→ ТЕКСТ:
«Волшебная гора» наоборот
«Дневник охранника» – один из уникальных источников по истории России, позволяющий услышать голос с той стороны колючей проволоки и осознать сколь иллюзорна грань между «сидевшей» и «охранявшей» половинами советского общества 1930-х. Об истории появления рукописи в архиве «Мемориала», гипотетической биографии Ивана Чистякова, европейских изданиях книги рассказывает Ирина Щербакова.
У. И.: Ирина Лазаревна, расскажите для начала об истории появления рукописи в архиве «Мемориала».
И. Щ.: История попадания к нам этой книжки темная, и, к сожалению, она не прояснилась. Может быть, если бы, как это часто бывает, вокруг нее возник какой-то шум, ее бы широко рекламировали у нас, или что-нибудь показали бы по телевизору, нашлись бы люди, которые что-то знают. Но пока никто не объявился. Мы получили этот документ в самом начале деятельности «Мемориала», когда приемом документов в архив занимались волонтеры, и мы не понимали важность того, что надо сразу всё тщательно задокументировать. Поэтому, к сожалению, есть только те скупые данные, которые приводятся в книжке: в самом начале 1990-х годов кто-то принес эту тетрадочку и с чьих-то слов сообщил, что она лежала у каких-то дальних родственников, и что автор записок был охранником в лагере, потом был сам репрессирован, а во время войны был призван и погиб где-то под Москвой
У. И.: То есть это всё восстановлено со слов?

→ ВАШИ ЗАДАНИЯ:
a) Почему, судя по интервью, о том, как рукопись попала в архив «Мемориала», известно так мало? Ответьте в одном–трех предложениях.
b) Перепишите из интервью дословно всё, начиная со слов «И. Щ.: История» и вниз до слов «восстановлено со слов?».
Данные для выполнения заданий не понадобятся.

→ ИЗВЛЕЧЁННЫЕ ДАННЫЕ:
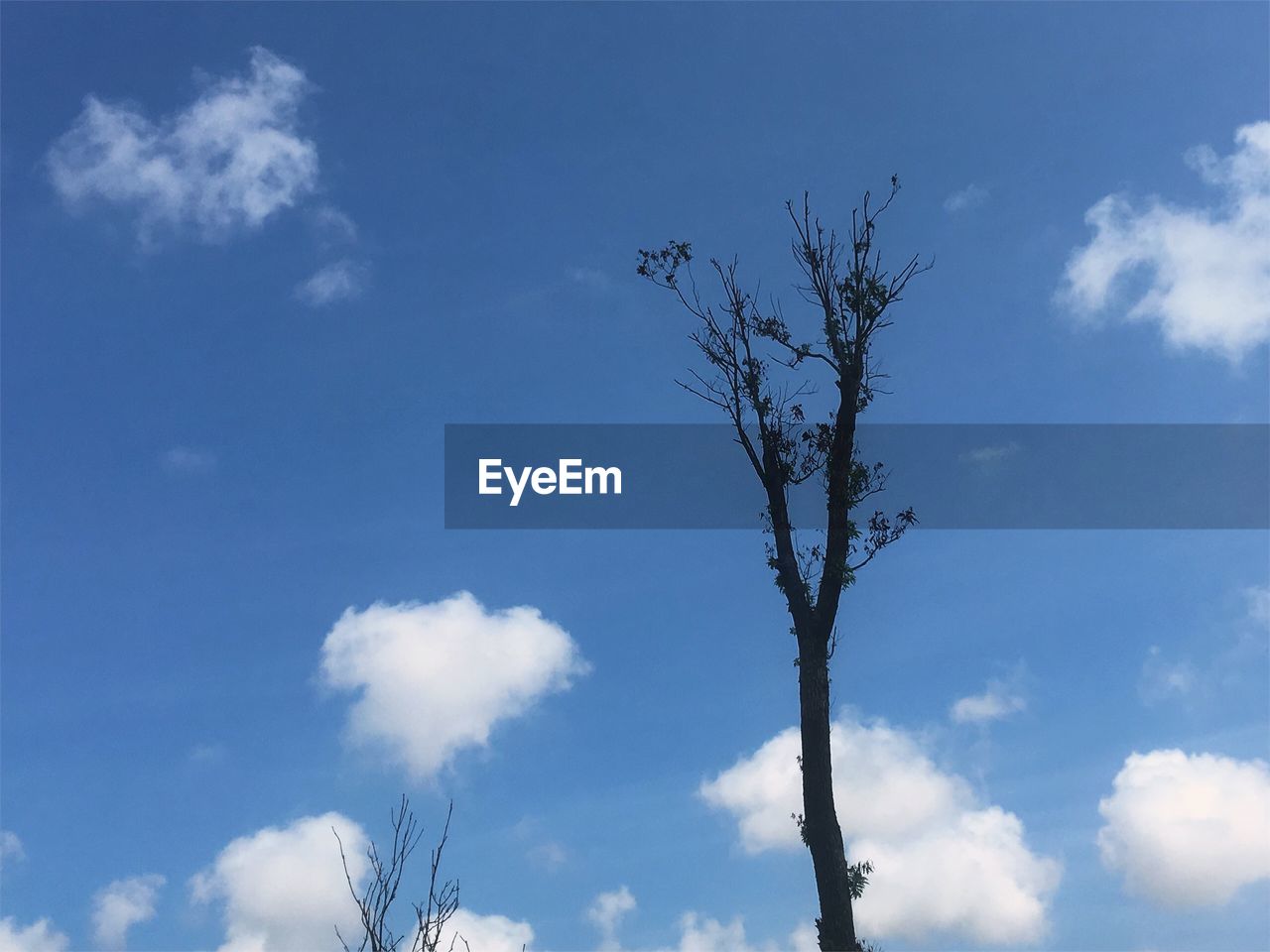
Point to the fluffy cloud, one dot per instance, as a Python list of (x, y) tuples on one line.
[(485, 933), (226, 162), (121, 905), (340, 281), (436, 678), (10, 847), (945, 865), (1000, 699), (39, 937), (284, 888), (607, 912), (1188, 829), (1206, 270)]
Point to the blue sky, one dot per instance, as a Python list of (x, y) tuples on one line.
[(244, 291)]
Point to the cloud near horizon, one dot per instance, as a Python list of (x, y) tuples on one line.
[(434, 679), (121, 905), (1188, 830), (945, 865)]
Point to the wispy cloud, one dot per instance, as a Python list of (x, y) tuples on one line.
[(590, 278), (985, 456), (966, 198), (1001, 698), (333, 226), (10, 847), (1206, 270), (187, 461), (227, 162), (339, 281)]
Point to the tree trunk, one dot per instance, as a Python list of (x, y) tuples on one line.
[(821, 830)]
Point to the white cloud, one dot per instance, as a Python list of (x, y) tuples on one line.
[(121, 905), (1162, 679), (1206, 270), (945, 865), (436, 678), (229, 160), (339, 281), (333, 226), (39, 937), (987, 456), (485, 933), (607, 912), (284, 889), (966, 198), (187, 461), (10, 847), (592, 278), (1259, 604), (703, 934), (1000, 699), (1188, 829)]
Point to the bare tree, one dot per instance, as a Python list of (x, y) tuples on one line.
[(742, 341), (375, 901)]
* * *
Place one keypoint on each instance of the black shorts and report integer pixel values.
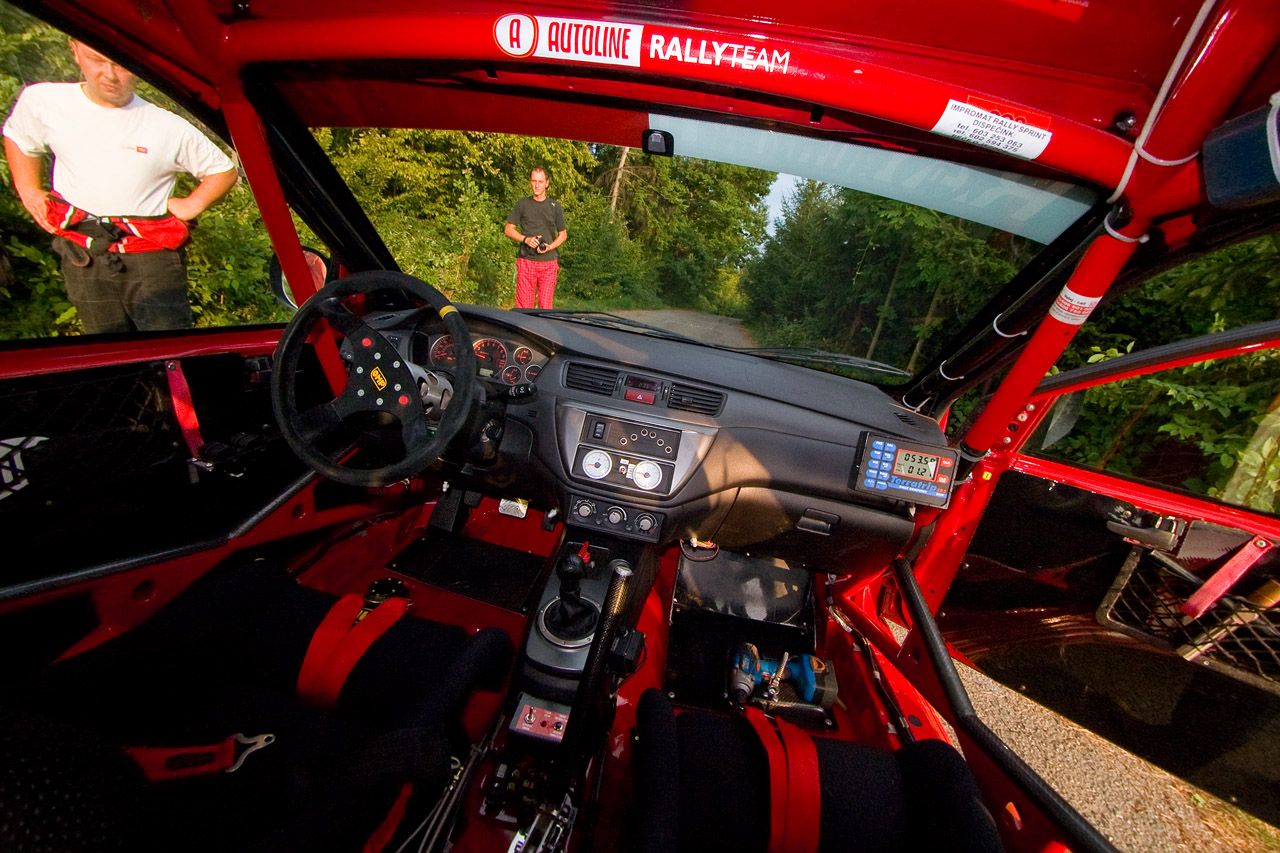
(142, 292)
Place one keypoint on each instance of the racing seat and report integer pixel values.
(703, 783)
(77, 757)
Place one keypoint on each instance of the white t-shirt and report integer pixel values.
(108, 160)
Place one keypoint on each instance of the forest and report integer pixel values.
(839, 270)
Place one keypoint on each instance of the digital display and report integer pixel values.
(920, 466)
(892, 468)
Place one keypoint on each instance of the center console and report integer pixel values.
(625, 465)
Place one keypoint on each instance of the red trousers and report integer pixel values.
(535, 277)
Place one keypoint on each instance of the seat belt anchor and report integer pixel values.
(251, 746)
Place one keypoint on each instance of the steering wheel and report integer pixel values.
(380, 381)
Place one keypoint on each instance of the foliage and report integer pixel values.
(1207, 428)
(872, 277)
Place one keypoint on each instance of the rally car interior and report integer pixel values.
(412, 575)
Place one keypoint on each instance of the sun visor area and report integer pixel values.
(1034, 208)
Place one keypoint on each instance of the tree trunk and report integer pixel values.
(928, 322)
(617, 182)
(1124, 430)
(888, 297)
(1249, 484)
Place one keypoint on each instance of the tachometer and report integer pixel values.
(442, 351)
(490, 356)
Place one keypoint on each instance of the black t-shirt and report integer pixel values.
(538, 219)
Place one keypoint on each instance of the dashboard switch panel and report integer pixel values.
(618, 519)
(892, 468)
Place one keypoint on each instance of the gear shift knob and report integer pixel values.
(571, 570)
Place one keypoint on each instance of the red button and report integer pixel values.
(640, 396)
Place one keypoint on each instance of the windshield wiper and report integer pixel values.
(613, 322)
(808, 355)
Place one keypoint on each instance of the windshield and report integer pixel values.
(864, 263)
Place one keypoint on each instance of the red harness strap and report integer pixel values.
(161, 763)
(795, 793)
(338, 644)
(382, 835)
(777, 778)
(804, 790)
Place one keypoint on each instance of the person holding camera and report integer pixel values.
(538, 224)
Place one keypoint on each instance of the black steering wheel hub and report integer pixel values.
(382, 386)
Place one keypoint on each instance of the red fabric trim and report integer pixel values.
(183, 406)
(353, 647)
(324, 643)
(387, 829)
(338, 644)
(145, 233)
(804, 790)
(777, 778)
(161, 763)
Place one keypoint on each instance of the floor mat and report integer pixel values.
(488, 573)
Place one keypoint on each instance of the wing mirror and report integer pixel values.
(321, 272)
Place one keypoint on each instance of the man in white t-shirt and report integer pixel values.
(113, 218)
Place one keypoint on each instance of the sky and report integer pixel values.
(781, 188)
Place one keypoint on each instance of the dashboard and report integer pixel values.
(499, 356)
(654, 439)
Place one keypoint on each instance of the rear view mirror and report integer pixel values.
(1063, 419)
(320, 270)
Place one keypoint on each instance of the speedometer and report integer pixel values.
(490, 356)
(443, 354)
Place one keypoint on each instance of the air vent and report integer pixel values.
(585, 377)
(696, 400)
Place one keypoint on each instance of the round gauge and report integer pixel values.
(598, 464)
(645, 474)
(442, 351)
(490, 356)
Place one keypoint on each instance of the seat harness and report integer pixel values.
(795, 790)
* * *
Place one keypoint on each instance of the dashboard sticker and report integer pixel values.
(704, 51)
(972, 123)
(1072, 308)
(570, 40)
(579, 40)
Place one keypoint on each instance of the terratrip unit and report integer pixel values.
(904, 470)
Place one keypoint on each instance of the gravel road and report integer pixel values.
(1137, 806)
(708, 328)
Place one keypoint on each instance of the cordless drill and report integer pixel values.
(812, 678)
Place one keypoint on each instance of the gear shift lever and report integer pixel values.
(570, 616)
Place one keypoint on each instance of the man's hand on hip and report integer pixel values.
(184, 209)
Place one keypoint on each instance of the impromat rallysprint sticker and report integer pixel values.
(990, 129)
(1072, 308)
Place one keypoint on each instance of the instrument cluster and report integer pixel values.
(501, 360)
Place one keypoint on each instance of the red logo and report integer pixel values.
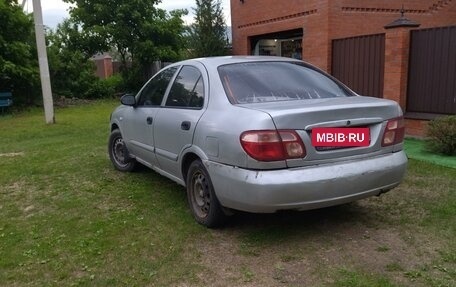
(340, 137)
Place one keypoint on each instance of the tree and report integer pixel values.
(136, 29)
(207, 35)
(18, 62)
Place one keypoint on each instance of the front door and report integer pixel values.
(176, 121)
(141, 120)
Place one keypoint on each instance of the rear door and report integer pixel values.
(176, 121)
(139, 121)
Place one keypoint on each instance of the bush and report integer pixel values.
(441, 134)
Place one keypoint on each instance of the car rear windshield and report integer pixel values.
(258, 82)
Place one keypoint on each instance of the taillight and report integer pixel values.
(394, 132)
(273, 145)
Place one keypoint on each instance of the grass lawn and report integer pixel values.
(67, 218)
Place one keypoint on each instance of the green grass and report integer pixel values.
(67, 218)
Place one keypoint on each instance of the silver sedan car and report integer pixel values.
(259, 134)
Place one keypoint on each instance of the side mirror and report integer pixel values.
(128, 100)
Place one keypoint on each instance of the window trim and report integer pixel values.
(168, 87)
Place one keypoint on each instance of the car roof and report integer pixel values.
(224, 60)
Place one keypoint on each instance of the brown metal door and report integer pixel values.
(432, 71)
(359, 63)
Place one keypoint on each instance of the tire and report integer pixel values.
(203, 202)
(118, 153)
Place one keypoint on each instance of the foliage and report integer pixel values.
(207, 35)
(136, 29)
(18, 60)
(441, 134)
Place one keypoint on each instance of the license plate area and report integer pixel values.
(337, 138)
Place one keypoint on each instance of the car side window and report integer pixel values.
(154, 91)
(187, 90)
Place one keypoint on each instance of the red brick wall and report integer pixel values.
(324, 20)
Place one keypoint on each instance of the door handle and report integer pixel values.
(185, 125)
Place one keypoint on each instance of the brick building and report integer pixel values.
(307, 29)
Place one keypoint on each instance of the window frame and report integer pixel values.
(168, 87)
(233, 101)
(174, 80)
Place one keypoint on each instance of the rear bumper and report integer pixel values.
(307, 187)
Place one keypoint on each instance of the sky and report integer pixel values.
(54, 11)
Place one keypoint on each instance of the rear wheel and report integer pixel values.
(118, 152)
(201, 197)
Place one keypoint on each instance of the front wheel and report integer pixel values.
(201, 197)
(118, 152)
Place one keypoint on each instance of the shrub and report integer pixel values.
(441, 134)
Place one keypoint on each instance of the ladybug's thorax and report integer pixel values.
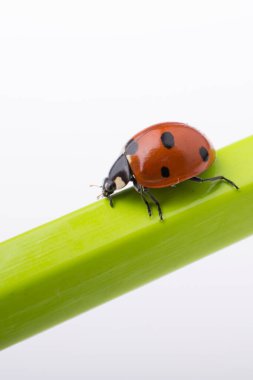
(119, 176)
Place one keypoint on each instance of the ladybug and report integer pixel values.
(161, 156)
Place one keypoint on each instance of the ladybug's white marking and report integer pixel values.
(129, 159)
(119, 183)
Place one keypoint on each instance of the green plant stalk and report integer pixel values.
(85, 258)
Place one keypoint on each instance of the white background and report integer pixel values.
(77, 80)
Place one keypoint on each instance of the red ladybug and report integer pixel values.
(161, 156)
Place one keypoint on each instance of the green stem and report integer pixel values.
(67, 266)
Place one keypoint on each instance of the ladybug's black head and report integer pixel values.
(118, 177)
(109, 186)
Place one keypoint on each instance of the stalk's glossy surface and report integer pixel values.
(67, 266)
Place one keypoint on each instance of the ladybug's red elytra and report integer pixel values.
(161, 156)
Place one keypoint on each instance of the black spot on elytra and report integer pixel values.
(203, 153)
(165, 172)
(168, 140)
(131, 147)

→ ОТВЕТЫ К УПРАЖНЕНИЮ:
a) Тетрадь поступила в самом начале работы «Мемориала», когда документы в архив принимали волонтеры. Тогда там еще не понимали, что всё надо сразу тщательно задокументировать, поэтому остались лишь скупые сведения.

b)
И. Щ.: История попадания к нам этой книжки темная, и, к сожалению, она не прояснилась. Может быть, если бы, как это часто бывает, вокруг нее возник какой-то шум, ее бы широко рекламировали у нас, или что-нибудь показали бы по телевизору, нашлись бы люди, которые что-то знают. Но пока никто не объявился. Мы получили этот документ в самом начале деятельности «Мемориала», когда приемом документов в архив занимались волонтеры, и мы не понимали важность того, что надо сразу всё тщательно задокументировать. Поэтому, к сожалению, есть только те скупые данные, которые приводятся в книжке: в самом начале 1990-х годов кто-то принес эту тетрадочку и с чьих-то слов сообщил, что она лежала у каких-то дальних родственников, и что автор записок был охранником в лагере, потом был сам репрессирован, а во время войны был призван и погиб где-то под Москвой
У. И.: То есть это всё восстановлено со слов?